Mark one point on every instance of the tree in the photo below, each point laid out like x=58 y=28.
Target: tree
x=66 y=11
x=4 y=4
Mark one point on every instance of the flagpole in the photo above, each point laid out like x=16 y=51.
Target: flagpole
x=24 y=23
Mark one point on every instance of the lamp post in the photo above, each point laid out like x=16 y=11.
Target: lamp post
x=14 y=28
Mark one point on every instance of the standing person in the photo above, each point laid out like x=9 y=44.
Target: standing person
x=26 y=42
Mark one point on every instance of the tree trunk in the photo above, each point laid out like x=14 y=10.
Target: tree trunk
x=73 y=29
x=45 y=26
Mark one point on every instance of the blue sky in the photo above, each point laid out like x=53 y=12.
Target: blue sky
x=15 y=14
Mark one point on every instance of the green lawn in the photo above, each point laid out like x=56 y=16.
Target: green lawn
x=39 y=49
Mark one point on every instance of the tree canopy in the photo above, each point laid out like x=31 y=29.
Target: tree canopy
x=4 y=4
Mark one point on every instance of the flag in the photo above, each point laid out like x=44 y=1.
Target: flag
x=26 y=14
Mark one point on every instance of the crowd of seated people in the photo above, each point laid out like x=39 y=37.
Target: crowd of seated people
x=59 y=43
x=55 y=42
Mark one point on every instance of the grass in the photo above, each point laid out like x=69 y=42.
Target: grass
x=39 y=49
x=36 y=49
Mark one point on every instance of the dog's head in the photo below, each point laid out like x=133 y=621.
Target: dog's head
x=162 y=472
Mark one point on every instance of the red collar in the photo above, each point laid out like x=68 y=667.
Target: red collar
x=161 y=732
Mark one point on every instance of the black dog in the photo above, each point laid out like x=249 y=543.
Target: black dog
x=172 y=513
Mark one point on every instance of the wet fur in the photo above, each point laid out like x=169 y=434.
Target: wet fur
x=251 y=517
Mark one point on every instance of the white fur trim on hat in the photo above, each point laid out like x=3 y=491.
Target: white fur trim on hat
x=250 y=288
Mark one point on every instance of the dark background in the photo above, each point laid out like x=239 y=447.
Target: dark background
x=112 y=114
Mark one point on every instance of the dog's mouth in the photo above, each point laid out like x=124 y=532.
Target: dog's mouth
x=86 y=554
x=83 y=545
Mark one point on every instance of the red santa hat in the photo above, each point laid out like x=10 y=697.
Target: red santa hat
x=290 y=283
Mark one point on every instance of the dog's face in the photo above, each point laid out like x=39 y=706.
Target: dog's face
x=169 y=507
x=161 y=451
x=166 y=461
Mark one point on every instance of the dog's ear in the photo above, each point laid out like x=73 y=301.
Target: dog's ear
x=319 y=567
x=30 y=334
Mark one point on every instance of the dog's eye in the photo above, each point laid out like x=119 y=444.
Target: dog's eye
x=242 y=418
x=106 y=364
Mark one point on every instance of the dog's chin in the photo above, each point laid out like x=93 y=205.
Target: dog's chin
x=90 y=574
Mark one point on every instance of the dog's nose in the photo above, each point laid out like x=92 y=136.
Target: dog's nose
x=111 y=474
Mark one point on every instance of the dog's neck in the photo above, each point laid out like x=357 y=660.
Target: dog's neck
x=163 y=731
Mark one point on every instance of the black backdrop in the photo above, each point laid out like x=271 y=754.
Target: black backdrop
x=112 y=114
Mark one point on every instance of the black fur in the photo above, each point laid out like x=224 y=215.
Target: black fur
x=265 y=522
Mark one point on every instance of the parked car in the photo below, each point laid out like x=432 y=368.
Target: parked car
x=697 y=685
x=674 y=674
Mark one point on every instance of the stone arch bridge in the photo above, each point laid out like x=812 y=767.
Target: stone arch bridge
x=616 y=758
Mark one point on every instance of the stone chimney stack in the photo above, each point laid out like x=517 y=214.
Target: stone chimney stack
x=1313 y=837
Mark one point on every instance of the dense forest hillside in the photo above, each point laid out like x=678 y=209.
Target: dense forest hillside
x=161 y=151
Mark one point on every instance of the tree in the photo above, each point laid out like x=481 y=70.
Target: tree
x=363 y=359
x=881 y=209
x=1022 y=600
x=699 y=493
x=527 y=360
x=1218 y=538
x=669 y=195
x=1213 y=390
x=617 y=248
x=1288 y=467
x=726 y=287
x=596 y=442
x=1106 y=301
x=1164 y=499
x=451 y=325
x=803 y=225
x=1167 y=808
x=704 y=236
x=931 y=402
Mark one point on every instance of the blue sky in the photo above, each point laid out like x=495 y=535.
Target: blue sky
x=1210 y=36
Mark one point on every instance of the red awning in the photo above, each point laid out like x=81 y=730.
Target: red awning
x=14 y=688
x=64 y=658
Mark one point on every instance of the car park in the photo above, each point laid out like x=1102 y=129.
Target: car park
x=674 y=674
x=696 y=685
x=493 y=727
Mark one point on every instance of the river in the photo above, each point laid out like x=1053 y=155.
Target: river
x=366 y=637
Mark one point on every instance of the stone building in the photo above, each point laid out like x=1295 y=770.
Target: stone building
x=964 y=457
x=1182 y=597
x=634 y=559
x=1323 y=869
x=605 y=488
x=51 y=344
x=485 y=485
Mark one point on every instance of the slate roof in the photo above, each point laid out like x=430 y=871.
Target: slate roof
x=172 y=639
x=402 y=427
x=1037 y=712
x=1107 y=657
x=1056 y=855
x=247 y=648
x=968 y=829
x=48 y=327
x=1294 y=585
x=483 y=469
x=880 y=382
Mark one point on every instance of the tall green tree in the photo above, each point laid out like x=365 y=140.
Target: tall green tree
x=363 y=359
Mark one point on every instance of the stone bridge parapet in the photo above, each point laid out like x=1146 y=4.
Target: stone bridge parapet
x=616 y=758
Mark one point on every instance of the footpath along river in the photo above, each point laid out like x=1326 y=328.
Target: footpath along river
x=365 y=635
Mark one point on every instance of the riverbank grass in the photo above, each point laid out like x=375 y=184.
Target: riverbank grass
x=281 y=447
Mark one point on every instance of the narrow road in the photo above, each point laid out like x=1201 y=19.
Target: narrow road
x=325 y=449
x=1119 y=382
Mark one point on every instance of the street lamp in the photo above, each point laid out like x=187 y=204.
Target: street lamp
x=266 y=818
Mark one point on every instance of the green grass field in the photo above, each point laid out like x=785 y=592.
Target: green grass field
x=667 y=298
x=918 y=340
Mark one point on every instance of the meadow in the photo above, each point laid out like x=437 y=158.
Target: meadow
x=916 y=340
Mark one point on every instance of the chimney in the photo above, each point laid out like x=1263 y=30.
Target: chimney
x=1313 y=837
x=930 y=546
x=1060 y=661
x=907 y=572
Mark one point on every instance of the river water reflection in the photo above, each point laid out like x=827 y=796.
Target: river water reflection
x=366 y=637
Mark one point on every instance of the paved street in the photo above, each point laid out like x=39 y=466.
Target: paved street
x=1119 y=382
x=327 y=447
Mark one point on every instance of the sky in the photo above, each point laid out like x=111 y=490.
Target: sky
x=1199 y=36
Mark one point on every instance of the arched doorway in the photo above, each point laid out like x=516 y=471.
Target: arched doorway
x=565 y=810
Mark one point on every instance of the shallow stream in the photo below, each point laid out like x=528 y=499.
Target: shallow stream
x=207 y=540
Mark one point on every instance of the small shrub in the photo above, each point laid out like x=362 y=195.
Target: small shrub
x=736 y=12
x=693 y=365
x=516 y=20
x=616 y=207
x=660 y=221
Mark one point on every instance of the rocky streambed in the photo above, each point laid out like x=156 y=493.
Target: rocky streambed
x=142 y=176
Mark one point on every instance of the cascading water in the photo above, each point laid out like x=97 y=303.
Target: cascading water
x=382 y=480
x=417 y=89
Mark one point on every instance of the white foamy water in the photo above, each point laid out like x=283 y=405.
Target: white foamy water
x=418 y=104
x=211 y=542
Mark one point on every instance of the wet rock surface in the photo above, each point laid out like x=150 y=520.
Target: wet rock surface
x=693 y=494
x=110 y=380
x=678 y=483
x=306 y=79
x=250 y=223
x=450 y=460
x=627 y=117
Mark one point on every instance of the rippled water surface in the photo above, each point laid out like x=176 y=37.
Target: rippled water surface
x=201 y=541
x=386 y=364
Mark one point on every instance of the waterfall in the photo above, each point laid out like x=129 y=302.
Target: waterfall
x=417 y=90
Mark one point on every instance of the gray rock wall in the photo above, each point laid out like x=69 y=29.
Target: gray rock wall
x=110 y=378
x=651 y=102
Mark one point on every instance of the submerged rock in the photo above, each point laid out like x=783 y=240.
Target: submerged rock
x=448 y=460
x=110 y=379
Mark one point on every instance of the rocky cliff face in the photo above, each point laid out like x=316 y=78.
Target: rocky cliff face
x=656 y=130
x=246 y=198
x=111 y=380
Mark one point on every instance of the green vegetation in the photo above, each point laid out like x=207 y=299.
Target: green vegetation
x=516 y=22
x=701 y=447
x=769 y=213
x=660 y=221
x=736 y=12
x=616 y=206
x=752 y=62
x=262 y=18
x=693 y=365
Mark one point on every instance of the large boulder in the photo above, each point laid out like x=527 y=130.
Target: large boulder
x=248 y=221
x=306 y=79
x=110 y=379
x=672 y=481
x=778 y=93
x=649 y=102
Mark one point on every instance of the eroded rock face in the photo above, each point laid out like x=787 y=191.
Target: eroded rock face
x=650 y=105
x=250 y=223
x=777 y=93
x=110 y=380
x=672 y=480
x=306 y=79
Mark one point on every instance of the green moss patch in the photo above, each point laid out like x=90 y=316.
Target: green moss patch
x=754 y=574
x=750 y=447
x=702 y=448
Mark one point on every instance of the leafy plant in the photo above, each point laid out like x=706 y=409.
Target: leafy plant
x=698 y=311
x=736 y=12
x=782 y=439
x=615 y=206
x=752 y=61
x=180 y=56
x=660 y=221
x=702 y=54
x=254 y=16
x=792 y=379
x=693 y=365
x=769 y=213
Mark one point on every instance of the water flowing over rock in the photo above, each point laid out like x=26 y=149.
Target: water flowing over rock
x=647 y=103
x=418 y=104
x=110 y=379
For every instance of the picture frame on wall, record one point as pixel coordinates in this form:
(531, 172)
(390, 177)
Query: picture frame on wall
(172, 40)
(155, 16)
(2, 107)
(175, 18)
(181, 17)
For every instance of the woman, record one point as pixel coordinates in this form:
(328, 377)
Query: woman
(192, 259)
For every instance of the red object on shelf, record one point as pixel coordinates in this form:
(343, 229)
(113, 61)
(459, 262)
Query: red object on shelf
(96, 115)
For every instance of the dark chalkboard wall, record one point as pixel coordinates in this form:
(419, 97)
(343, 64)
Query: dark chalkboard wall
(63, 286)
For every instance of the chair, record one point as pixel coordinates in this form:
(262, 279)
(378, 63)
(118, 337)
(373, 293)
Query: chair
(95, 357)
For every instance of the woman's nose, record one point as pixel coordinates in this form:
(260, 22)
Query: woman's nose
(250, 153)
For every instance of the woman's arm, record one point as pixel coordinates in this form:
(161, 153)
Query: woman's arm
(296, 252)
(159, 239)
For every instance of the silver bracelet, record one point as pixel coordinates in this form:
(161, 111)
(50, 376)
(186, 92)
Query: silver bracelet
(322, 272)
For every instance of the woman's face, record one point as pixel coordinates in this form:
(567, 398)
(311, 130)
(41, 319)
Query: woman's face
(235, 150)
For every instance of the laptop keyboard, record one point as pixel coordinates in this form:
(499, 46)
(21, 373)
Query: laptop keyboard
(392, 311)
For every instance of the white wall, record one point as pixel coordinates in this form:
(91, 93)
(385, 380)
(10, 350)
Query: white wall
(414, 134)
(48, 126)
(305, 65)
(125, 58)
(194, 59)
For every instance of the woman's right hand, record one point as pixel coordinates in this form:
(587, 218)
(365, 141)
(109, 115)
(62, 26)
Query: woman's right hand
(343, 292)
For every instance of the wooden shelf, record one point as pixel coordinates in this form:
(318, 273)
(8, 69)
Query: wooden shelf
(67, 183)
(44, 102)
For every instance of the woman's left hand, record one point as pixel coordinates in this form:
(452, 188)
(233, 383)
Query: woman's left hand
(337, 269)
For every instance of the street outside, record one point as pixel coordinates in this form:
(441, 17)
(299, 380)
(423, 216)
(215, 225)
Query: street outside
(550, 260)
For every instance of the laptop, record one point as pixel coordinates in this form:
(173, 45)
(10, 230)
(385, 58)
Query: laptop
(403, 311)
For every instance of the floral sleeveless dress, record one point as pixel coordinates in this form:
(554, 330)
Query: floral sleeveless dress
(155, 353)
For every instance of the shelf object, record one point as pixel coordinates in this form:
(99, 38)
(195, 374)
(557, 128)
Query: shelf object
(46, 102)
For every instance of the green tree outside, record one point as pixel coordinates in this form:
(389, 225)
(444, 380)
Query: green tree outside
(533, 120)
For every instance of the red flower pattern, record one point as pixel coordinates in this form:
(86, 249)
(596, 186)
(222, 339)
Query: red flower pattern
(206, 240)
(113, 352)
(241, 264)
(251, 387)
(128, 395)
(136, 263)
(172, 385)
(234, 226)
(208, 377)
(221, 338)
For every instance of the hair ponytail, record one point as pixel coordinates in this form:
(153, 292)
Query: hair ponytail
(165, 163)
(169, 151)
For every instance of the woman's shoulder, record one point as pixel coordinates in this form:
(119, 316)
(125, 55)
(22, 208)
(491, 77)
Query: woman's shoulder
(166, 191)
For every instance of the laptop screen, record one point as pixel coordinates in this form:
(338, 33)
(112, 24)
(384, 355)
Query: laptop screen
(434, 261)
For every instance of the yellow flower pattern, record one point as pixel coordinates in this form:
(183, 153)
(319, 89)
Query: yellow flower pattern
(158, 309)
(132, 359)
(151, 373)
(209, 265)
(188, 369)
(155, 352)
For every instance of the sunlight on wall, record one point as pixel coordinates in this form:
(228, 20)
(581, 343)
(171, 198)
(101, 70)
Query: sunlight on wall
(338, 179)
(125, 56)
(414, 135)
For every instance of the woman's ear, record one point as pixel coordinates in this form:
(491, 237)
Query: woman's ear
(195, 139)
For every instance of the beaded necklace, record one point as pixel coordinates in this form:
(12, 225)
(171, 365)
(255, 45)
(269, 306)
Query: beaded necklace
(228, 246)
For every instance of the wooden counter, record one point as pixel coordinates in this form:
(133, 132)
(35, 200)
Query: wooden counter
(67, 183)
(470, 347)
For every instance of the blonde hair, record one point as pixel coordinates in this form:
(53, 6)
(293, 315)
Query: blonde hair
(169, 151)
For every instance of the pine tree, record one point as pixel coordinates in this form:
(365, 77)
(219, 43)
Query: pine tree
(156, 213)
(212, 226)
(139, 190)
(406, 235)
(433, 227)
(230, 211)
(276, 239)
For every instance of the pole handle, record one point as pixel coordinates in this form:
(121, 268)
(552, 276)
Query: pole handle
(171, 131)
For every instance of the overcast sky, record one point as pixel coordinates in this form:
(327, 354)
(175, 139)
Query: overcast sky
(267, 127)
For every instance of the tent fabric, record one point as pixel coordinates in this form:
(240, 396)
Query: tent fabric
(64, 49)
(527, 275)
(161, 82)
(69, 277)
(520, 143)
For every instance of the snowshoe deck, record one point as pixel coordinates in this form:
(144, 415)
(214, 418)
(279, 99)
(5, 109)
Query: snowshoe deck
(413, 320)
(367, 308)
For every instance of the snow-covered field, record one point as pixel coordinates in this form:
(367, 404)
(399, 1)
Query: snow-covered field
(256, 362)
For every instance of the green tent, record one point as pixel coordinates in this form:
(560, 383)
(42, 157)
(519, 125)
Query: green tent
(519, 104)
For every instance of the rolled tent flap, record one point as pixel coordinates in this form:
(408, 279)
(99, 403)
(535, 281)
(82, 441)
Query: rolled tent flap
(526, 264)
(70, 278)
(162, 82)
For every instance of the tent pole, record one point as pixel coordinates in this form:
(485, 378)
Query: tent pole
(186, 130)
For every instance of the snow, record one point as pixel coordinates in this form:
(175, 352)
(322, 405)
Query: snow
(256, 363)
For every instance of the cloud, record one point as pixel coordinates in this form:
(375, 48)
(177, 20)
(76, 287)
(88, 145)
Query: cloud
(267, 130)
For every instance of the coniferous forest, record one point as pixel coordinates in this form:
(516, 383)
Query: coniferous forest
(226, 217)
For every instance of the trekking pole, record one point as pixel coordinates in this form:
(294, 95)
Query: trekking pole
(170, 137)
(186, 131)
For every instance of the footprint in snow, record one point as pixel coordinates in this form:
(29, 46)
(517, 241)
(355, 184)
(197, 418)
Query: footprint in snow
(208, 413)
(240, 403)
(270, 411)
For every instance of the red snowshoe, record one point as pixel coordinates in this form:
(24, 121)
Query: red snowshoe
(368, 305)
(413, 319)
::::::::::
#### Written instruction
Write out the lines above, starting at the line that contains "For every instance of the green tent, record" and ending with the final line, and nothing else; copy them exactly.

#### The solution
For every instance of the green tent, record one point as pixel coordinates in this form:
(560, 383)
(42, 157)
(519, 125)
Query: green tent
(519, 104)
For every instance of the rolled tent flap, record one point as pixel coordinates in this form:
(408, 279)
(99, 403)
(535, 281)
(82, 441)
Query: rolled tent flap
(526, 264)
(70, 278)
(162, 82)
For every instance of the tent pole, record one point as pixel coordinates in this form:
(485, 378)
Query: tent pole
(186, 130)
For every instance of the snow, record one point as pixel coordinates in this form:
(175, 352)
(322, 405)
Query: snow
(256, 363)
For every instance of the cloud, record one point as pixel coordinates in this form:
(375, 48)
(177, 20)
(76, 287)
(88, 145)
Query: cloud
(267, 130)
For every instance of the coniferous forest, record one point as pixel coordinates in this form:
(516, 383)
Query: coniferous forest
(226, 217)
For every instance of the trekking pole, record one point as pixel coordinates in this form:
(294, 95)
Query: trekking pole
(170, 137)
(186, 131)
For every instance of the footprint in snow, record one point as pixel coordinates in this form:
(29, 46)
(517, 241)
(355, 184)
(197, 418)
Query: footprint in snow
(208, 413)
(240, 403)
(270, 411)
For every instance of the red snowshoe, record one point as pixel coordinates in this form:
(24, 121)
Query: red snowshoe
(368, 305)
(413, 319)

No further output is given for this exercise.